To be done
All of the records below should be output exactly.

(Location identification items)

────────────────

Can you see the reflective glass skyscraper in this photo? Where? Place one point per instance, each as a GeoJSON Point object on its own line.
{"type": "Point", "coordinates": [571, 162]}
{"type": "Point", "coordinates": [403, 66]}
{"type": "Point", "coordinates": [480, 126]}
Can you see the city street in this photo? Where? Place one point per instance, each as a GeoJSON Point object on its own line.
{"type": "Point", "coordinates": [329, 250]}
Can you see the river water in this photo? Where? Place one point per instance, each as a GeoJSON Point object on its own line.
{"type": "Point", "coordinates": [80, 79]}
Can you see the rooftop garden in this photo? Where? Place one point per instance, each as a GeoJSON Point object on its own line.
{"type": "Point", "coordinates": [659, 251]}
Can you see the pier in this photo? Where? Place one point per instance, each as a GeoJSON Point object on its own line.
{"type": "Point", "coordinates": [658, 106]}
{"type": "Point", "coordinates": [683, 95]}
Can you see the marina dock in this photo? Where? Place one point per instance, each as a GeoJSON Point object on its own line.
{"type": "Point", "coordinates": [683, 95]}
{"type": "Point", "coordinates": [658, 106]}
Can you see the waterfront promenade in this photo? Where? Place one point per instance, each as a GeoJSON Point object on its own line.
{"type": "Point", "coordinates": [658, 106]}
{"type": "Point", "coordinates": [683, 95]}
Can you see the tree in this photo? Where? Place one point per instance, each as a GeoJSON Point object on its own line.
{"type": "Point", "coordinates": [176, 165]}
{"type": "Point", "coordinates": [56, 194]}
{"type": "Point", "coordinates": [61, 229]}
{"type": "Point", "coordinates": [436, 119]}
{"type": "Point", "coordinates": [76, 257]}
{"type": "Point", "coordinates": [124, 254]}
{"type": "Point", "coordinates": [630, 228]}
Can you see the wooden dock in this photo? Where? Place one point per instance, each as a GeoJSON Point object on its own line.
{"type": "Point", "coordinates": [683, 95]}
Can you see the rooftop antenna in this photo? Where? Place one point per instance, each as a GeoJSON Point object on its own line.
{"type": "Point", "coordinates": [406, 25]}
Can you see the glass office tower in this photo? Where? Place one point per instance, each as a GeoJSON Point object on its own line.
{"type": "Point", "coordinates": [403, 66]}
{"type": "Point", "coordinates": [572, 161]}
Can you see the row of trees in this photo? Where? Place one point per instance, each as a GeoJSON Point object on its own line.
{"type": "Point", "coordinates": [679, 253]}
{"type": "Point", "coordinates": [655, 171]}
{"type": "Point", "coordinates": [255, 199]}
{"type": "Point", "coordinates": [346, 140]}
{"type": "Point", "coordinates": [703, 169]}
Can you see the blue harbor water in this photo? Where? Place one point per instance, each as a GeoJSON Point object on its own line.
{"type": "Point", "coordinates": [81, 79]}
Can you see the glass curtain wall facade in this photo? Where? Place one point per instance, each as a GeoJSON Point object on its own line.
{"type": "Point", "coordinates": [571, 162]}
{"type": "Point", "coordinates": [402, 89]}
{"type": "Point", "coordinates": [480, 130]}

────────────────

Task solution
Can you see the reflective glass skyscraper in this photo? Where? Place one point per instance, each as a GeoJSON Point object on its own line.
{"type": "Point", "coordinates": [571, 162]}
{"type": "Point", "coordinates": [403, 66]}
{"type": "Point", "coordinates": [480, 126]}
Can you see the city street in this photo? Where? Place one point per instance, each as a GeoJSON Point object on its own line.
{"type": "Point", "coordinates": [329, 250]}
Can you see the river water in this photo? Where? Place one point per instance, each as a GeoJSON Point object on its own line.
{"type": "Point", "coordinates": [80, 79]}
Can you see the rooftop garden in this photo? Where? Place one point per instance, each as a GeoJSON Point object on its own line.
{"type": "Point", "coordinates": [659, 251]}
Can you see the pier in this photo? Where? Place one point per instance, each as a GeoJSON Point object on its own line.
{"type": "Point", "coordinates": [658, 106]}
{"type": "Point", "coordinates": [683, 95]}
Can you see the marina dock in this photo? Where? Place one point per instance, each as a GeoJSON Point object on its own line.
{"type": "Point", "coordinates": [683, 95]}
{"type": "Point", "coordinates": [658, 106]}
Can you see the waterfront promenade in this photo? Where? Place one point per instance, each as a GeoJSON Point object on its own line.
{"type": "Point", "coordinates": [658, 106]}
{"type": "Point", "coordinates": [683, 95]}
Can you see the tree in this photo? Where? Place one point per instance, each as a GeoJSON Point object on its own line.
{"type": "Point", "coordinates": [176, 165]}
{"type": "Point", "coordinates": [56, 194]}
{"type": "Point", "coordinates": [61, 229]}
{"type": "Point", "coordinates": [436, 119]}
{"type": "Point", "coordinates": [76, 257]}
{"type": "Point", "coordinates": [124, 254]}
{"type": "Point", "coordinates": [630, 228]}
Can you see the wooden dock in this photo? Where? Place one point per instance, each as a GeoJSON Point object on its own line.
{"type": "Point", "coordinates": [683, 95]}
Can you see the rooftop antenna in this photo? Where? Place one point per instance, each as a GeoJSON Point object on its own line.
{"type": "Point", "coordinates": [406, 25]}
Can you see the glass office tower in this photo? Where? Place one point per instance, each as a GeoJSON Point object on its own line.
{"type": "Point", "coordinates": [403, 66]}
{"type": "Point", "coordinates": [572, 161]}
Can you see the row of trees in this photo? Where? Place one point per instance, each as a GeoJSON Point object on its own line.
{"type": "Point", "coordinates": [679, 253]}
{"type": "Point", "coordinates": [655, 171]}
{"type": "Point", "coordinates": [255, 199]}
{"type": "Point", "coordinates": [346, 140]}
{"type": "Point", "coordinates": [703, 169]}
Can you see the blue harbor water in this photo? Where? Place one point per instance, each as a GeoJSON Point object on its own line.
{"type": "Point", "coordinates": [81, 79]}
Can you see the glass curtain wall facade in this photo? Where? Place one point per instance, each as a GeoJSON Point object on its own line.
{"type": "Point", "coordinates": [571, 162]}
{"type": "Point", "coordinates": [402, 89]}
{"type": "Point", "coordinates": [480, 130]}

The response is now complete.